Prompt:
Rewrite the entries beginning at the line that contains "179, row 200." and stopping after the line that contains "column 245, row 352". Change "blue" to "navy" and leave everything else as it is.

Items:
--- BEGIN ---

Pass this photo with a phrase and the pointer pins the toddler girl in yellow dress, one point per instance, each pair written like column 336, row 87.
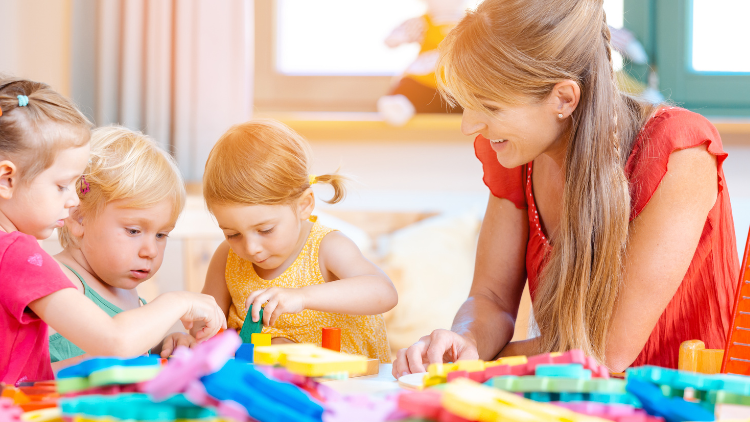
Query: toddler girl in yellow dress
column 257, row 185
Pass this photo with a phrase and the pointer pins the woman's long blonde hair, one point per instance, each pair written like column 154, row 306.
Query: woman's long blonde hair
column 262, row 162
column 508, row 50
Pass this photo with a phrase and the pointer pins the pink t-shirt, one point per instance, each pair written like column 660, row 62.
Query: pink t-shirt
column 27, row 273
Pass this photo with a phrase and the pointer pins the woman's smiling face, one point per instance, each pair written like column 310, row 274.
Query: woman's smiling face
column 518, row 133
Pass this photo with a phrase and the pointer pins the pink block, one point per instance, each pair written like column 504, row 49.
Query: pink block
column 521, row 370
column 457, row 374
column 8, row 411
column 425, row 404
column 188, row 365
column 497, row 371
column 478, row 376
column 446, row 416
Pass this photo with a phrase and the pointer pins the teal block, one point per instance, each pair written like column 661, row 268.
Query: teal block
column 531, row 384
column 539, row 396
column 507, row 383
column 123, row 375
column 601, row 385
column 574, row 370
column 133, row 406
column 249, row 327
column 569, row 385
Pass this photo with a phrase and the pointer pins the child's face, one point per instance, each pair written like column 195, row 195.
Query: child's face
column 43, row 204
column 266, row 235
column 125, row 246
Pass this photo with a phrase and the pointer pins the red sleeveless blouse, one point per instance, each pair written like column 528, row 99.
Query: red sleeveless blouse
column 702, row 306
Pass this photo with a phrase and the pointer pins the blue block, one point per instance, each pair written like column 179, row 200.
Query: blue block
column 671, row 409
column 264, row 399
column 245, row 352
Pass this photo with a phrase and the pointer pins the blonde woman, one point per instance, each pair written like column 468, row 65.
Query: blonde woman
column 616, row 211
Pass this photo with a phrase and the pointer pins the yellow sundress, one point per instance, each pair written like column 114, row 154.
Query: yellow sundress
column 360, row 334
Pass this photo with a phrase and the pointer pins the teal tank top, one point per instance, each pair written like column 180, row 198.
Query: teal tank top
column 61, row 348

--- END ---
--- BEGIN ---

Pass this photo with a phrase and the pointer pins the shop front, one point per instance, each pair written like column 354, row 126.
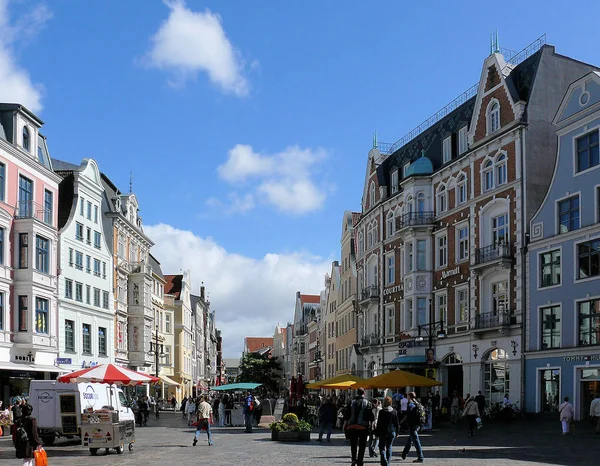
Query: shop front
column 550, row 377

--- END ---

Result:
Pass this photo with a phrase and the pointer pins the navy block, one point per instance, each pair written like column 179, row 200.
Query: navy block
column 671, row 409
column 264, row 399
column 245, row 352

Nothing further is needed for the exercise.